THE TASK:
What you give back must match the data exactly, minus the pictures.

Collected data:
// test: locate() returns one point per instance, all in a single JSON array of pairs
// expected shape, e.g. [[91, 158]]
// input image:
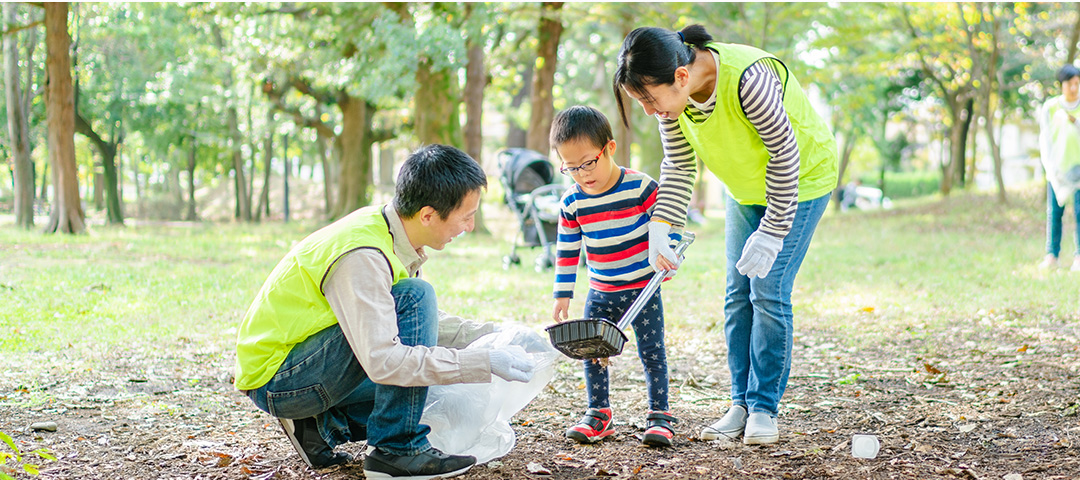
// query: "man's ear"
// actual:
[[427, 215]]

RESULT OF THIS EXERCISE:
// test: locate() returns one point per instance, all in a single JSON array of pairs
// expected shape, e.g. [[91, 158]]
// input image:
// query: "man's ear"
// actual:
[[427, 215]]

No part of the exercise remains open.